- [To do]:
- a) In the text on Mauritania's IMF-supported program, what three factors pushed the overall fiscal balance into surplus in 2012?
- b) Carry on the text about Mauritania's IMF-supported program from its final sentence.

- [Text excerpt]:
Islamic Republic of Mauritania

Last Updated: June 17, 2013

Current IMF-Supported Program

Three-year US$118.1 million arrangement under the Extended Credit Facility (ECF), approved by the IMF's Executive Board on March 15, 2010.

Background

Mauritania, rich in natural resources, rebounded vigorously from the global crisis, spurred by the commodity price boom in 2010 and 2011. Following a difficult period in the beginning of 2012 when the country was contending with a regionwide drought, the recovery is back on track. A comprehensive reform agenda aims at lowering unemployment and poverty, which are stuck at high levels, and at fostering private-sector development, which is lagging.

Role of the IMF

In support of the authorities’ program, the IMF’s Executive Board approved a three-year arrangement under the ECF totaling US$118 million, on March 15, 2010. Performance under the program has been good, and the IMF completed the sixth review on June 17, 2013, clearing the way for a sixth disbursement of roughly US$17 million. The IMF is also providing technical assistance in building capacity in public financial management, tax policy, and revenue administration; in strengthening the central bank’s prudential and liquidity management framework; and in improving the production of economic statistics. Full implementation of this reform agenda will contribute to poverty reduction and make growth more inclusive.

Progress to Date under the ECF

The Mauritanian authorities have made good progress in anchoring macroeconomic stability. Inflation has been contained, and economic growth has picked up following the drought-related downturn in agricultural production. Unprecedented investments in mining capacity, as well as swelling food and energy imports and lower metal prices, led to a significant deterioration in the country’s current account balance in 2012. However, large FDI and substantial mining inflows fully financed the current account deficit, allowing foreign exchange reserves to remain at record highs. Fiscal consolidation is continuing. Strong mining revenue, improvements in tax administration, and exceptional external assistance pushed the overall fiscal balance in 2012 into a surplus, the first time since 2006.

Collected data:
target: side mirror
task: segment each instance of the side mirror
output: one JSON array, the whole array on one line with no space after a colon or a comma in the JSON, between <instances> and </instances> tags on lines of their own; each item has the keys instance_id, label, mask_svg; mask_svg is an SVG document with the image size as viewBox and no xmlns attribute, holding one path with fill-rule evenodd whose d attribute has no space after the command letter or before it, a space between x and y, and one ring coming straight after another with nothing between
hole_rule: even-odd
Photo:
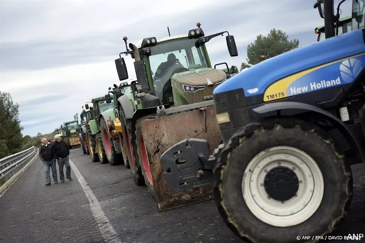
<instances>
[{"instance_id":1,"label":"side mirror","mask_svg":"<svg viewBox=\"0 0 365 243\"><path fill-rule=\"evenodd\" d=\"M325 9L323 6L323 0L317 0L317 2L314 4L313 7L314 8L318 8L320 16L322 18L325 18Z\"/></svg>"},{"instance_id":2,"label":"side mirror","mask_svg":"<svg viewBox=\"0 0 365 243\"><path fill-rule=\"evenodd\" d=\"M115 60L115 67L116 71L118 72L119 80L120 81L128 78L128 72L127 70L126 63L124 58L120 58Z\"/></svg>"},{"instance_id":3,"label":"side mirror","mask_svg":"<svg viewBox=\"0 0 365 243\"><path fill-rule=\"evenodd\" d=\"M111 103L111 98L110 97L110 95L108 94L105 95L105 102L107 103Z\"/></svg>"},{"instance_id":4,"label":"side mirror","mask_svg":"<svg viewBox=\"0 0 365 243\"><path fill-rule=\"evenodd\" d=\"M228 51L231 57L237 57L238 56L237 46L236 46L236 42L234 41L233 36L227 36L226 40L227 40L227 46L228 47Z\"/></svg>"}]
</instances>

- [Answers given]:
- a) Strong mining revenue, improvements in tax administration, and exceptional external assistance.

- b)
The Challenges Ahead

Preserving macroeconomic stability in the face of substantial financial buffers is the key short-term challenge. To sever the link between international commodity prices and fiscal policy, the 2013 budget appropriately targets fiscal aggregates that exclude mining revenue. Large Treasury account balances, ongoing revenue mobilization efforts, and exceptional external assistance created space to significantly ramp up domestically-financed investment spending. This increase should be aligned with Mauritania’s large infrastructure needs, and should be consistent with absorptive capacity. However, Mauritania needs to be prepared to adjust its investment spending plans in the event that a sharper than anticipated slowdown in Europe and China puts additional pressure on the external and fiscal buffers built up over the past two years.

In addition, Mauritania continues to face several longstanding challenges stemming from a narrow production base, vulnerability to external shocks, a weak business climate, and high poverty levels. One out of two Mauritanians lives below the poverty line, and the country’s food situation, though recently improved, remains structurally precarious, with a significant segment of the population (11 percent) subject to food insecurity.

Achieving broad-based growth will help address Mauritania’s longer-term challenges and reduce vulnerabilities. This calls for continued progress on the structural reform agenda—including deepening financial intermediation, reforming the labor market, improving the business environment and physical infrastructure, and strengthening social protection—as well as timely financial support from the international community. A sound macroeconomic policy mix will also be crucial. Continued commitment to fiscal consolidation will help create additional fiscal space for urgently needed pro-poor spending, especially through better-targeted and more cost-effective social safety nets.